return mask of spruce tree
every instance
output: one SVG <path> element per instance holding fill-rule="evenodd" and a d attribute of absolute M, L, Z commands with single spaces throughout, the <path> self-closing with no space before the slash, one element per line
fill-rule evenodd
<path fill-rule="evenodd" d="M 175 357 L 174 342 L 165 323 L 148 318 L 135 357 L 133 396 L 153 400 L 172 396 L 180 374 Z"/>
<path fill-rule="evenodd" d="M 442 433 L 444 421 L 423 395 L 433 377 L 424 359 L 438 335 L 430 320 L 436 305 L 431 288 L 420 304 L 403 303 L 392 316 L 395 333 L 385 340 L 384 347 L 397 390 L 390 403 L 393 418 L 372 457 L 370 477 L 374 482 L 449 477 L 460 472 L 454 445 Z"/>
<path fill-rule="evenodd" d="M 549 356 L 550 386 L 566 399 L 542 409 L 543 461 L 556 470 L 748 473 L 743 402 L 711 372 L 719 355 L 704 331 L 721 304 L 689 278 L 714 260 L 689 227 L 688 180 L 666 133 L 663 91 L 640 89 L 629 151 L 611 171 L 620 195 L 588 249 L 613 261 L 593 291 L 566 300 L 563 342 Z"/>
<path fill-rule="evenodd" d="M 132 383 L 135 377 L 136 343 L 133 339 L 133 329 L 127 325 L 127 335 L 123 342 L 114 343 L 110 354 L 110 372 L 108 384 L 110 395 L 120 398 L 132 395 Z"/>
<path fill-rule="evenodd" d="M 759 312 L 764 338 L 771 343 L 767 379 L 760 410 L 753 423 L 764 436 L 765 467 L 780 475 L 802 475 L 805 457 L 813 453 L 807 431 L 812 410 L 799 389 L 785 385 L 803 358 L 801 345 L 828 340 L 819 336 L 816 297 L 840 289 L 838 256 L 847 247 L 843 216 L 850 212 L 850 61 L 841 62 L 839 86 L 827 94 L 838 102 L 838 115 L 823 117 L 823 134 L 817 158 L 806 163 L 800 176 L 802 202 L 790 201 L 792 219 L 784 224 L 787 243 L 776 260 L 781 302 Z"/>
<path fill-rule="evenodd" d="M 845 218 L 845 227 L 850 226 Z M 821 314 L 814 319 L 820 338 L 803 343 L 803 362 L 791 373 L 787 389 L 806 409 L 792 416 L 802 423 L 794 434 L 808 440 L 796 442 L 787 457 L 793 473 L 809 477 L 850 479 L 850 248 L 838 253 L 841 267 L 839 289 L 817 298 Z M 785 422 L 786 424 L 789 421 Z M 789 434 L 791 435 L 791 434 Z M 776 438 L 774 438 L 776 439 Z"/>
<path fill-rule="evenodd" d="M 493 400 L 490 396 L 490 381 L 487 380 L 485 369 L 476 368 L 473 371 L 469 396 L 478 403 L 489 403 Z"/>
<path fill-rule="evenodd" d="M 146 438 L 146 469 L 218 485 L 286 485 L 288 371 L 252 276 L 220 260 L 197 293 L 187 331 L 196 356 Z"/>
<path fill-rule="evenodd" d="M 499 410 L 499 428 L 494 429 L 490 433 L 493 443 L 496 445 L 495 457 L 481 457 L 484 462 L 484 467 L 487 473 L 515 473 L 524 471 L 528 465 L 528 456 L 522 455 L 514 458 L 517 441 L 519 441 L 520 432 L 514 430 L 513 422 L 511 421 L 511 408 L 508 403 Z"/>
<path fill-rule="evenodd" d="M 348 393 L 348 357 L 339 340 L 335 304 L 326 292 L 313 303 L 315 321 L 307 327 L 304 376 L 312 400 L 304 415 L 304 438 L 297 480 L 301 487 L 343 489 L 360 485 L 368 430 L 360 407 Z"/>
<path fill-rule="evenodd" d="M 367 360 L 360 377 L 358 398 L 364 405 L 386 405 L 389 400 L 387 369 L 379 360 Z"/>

—————

▶ _WORK ITEM_:
Restate the full data above, keeping each word intact.

▶ _EXERCISE RESULT_:
return mask of spruce tree
every instance
output: one SVG <path> element per instance holding fill-rule="evenodd" and a d attribute of absolute M, L, Z commands with single spaces throughout, the <path> self-closing with no space before the slash, one element per line
fill-rule evenodd
<path fill-rule="evenodd" d="M 175 357 L 174 342 L 165 323 L 148 318 L 135 357 L 133 396 L 153 400 L 172 396 L 180 374 Z"/>
<path fill-rule="evenodd" d="M 442 433 L 444 421 L 423 395 L 433 377 L 424 359 L 438 335 L 430 320 L 436 305 L 431 288 L 420 304 L 403 303 L 392 316 L 395 333 L 385 340 L 384 347 L 397 390 L 390 403 L 393 418 L 372 457 L 370 477 L 374 482 L 449 477 L 460 472 L 454 445 Z"/>
<path fill-rule="evenodd" d="M 549 356 L 550 386 L 566 399 L 542 409 L 543 461 L 556 470 L 748 473 L 743 402 L 711 372 L 719 355 L 704 331 L 721 304 L 689 278 L 714 260 L 689 227 L 688 180 L 666 133 L 663 91 L 640 89 L 629 151 L 611 171 L 620 195 L 588 249 L 613 261 L 593 291 L 566 300 L 563 342 Z"/>
<path fill-rule="evenodd" d="M 132 383 L 135 377 L 136 343 L 133 339 L 133 329 L 127 325 L 127 335 L 123 342 L 114 343 L 110 354 L 110 372 L 108 384 L 110 395 L 120 398 L 132 395 Z"/>
<path fill-rule="evenodd" d="M 759 312 L 764 338 L 771 343 L 767 379 L 760 410 L 753 423 L 764 436 L 765 467 L 780 475 L 802 475 L 805 457 L 813 453 L 807 431 L 812 410 L 799 389 L 785 385 L 803 358 L 801 345 L 828 340 L 819 336 L 816 297 L 840 289 L 838 256 L 847 247 L 843 216 L 850 212 L 850 61 L 841 62 L 839 86 L 827 94 L 838 102 L 838 115 L 823 117 L 823 134 L 817 158 L 806 163 L 800 176 L 802 202 L 790 201 L 792 219 L 784 224 L 787 243 L 776 260 L 781 302 Z"/>
<path fill-rule="evenodd" d="M 845 218 L 845 227 L 850 226 Z M 821 314 L 814 319 L 820 338 L 803 343 L 803 362 L 791 373 L 787 389 L 806 409 L 792 416 L 802 423 L 794 434 L 808 440 L 796 442 L 787 457 L 793 473 L 809 477 L 850 479 L 850 248 L 838 253 L 841 267 L 839 289 L 817 298 Z M 785 422 L 786 424 L 789 421 Z M 789 434 L 791 435 L 791 434 Z M 776 438 L 774 438 L 776 439 Z"/>
<path fill-rule="evenodd" d="M 493 400 L 490 396 L 490 381 L 487 380 L 485 369 L 476 368 L 473 371 L 469 396 L 478 403 L 489 403 Z"/>
<path fill-rule="evenodd" d="M 146 438 L 146 469 L 218 485 L 286 485 L 288 371 L 252 276 L 220 260 L 197 293 L 187 331 L 196 356 Z"/>
<path fill-rule="evenodd" d="M 499 410 L 499 428 L 494 429 L 490 433 L 493 443 L 496 445 L 495 457 L 481 457 L 484 462 L 484 467 L 487 473 L 515 473 L 524 471 L 528 465 L 528 456 L 522 455 L 514 458 L 517 441 L 519 441 L 520 432 L 514 430 L 513 422 L 511 421 L 511 408 L 508 403 Z"/>
<path fill-rule="evenodd" d="M 348 393 L 348 357 L 339 340 L 335 304 L 326 292 L 313 303 L 315 321 L 307 327 L 304 376 L 312 400 L 304 415 L 304 438 L 297 480 L 301 487 L 343 489 L 360 485 L 368 430 L 360 407 Z"/>
<path fill-rule="evenodd" d="M 367 360 L 360 377 L 358 398 L 364 405 L 386 405 L 389 400 L 387 369 L 379 360 Z"/>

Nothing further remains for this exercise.